==== RECORDS FOR PROCESSING
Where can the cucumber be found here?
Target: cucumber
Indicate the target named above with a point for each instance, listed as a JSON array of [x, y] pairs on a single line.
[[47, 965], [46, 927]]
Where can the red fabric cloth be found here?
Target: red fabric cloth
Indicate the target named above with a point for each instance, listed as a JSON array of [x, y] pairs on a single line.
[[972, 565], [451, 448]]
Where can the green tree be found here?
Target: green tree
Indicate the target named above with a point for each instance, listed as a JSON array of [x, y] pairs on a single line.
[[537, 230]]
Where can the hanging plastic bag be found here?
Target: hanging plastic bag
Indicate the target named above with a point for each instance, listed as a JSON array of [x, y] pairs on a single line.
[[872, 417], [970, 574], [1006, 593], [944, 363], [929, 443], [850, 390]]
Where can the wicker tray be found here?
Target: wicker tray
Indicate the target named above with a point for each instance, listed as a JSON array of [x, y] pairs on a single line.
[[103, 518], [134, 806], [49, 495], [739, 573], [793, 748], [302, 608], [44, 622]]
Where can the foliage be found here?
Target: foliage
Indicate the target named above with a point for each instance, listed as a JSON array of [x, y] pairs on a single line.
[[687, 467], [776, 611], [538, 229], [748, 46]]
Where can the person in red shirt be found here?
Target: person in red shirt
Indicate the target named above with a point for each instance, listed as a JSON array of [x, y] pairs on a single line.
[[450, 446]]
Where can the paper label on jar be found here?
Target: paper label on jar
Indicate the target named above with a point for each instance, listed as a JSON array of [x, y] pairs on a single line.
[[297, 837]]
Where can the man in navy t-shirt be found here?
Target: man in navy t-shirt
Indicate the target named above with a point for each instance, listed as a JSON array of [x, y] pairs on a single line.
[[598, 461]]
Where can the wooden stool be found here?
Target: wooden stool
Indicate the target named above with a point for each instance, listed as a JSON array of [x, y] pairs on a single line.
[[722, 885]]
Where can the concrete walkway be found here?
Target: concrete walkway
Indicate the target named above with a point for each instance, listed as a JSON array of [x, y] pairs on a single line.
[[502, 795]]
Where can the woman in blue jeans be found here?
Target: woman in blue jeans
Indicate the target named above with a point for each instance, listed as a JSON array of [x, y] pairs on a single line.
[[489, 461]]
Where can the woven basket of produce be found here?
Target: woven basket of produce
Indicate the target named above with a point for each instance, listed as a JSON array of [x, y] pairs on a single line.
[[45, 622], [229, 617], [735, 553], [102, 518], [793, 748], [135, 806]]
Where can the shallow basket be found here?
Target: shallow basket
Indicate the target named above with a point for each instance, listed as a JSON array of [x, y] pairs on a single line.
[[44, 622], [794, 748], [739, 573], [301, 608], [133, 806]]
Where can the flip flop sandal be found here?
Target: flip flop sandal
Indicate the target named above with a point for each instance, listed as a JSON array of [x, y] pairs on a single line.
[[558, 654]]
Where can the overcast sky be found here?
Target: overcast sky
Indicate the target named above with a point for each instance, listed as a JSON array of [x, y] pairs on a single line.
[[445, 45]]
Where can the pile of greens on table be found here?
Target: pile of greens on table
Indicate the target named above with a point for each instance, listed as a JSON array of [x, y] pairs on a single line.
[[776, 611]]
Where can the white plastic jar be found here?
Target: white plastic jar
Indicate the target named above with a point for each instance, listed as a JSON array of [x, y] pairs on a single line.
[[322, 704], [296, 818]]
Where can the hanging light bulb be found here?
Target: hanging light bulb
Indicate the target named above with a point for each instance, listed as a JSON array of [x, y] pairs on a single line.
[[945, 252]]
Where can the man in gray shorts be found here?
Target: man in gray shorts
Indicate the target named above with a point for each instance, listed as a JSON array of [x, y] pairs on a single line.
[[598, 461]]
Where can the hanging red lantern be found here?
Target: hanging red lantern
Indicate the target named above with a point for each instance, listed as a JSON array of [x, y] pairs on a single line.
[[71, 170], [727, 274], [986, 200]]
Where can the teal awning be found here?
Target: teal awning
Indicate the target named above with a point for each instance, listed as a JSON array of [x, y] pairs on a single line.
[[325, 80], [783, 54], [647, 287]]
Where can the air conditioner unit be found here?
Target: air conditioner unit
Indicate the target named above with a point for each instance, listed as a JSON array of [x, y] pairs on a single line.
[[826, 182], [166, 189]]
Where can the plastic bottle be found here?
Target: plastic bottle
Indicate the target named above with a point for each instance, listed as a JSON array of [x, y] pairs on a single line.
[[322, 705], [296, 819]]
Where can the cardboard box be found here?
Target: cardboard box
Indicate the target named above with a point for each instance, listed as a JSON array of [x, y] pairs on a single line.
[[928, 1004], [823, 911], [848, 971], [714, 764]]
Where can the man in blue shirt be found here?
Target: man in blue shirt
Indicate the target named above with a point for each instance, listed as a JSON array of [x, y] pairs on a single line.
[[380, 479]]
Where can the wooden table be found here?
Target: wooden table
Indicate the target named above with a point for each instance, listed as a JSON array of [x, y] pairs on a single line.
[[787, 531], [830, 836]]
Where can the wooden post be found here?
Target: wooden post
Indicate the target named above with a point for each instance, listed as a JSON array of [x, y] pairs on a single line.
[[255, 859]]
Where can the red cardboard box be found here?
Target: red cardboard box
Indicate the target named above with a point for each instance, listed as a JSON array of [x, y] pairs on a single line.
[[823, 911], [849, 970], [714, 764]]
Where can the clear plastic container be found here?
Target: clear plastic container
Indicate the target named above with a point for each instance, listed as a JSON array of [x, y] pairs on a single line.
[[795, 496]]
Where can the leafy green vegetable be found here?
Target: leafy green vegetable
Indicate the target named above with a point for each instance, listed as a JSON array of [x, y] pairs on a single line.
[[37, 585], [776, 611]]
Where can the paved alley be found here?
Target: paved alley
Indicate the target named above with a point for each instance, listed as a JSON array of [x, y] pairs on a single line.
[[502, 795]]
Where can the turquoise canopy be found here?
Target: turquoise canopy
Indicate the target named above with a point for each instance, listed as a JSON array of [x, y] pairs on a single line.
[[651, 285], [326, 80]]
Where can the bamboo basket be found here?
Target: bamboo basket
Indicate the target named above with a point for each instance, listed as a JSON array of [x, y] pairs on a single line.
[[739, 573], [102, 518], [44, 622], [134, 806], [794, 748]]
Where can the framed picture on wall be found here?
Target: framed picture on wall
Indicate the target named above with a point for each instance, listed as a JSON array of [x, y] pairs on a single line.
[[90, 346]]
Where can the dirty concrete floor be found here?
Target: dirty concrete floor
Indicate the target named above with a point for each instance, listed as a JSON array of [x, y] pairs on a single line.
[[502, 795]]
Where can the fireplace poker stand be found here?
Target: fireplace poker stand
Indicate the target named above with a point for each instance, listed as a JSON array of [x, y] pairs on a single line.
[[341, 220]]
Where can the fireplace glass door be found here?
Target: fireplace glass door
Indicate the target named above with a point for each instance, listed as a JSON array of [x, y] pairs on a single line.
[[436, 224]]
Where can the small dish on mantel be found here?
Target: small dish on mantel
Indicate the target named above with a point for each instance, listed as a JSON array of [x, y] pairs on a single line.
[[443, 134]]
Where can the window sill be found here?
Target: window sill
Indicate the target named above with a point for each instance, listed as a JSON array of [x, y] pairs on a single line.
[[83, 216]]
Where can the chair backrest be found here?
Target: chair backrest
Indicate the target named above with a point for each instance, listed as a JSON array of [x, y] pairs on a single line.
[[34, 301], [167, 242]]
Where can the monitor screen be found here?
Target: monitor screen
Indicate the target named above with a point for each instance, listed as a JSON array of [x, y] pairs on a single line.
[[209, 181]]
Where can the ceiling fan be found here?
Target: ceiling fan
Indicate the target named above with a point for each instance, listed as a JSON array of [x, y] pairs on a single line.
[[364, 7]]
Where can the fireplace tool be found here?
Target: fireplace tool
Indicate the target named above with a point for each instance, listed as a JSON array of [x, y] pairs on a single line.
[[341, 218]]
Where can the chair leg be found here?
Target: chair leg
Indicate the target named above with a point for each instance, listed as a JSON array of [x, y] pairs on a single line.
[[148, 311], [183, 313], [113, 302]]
========
Please set out the part of the rows above that opens with the line containing "Where can the bamboo basket be found here?" and closes with the line containing "[[739, 573], [102, 518], [44, 622], [134, 806], [794, 748]]" as a numbered list, both of those lines included and any blank lines left out.

1. Where can the bamboo basket be found here?
2. Target: bamboo basket
3. Indicate the target named above with a point for each instance, listed as a JSON array of [x, y] pairs on a single line.
4. [[739, 573], [102, 518], [44, 622], [134, 806], [794, 748]]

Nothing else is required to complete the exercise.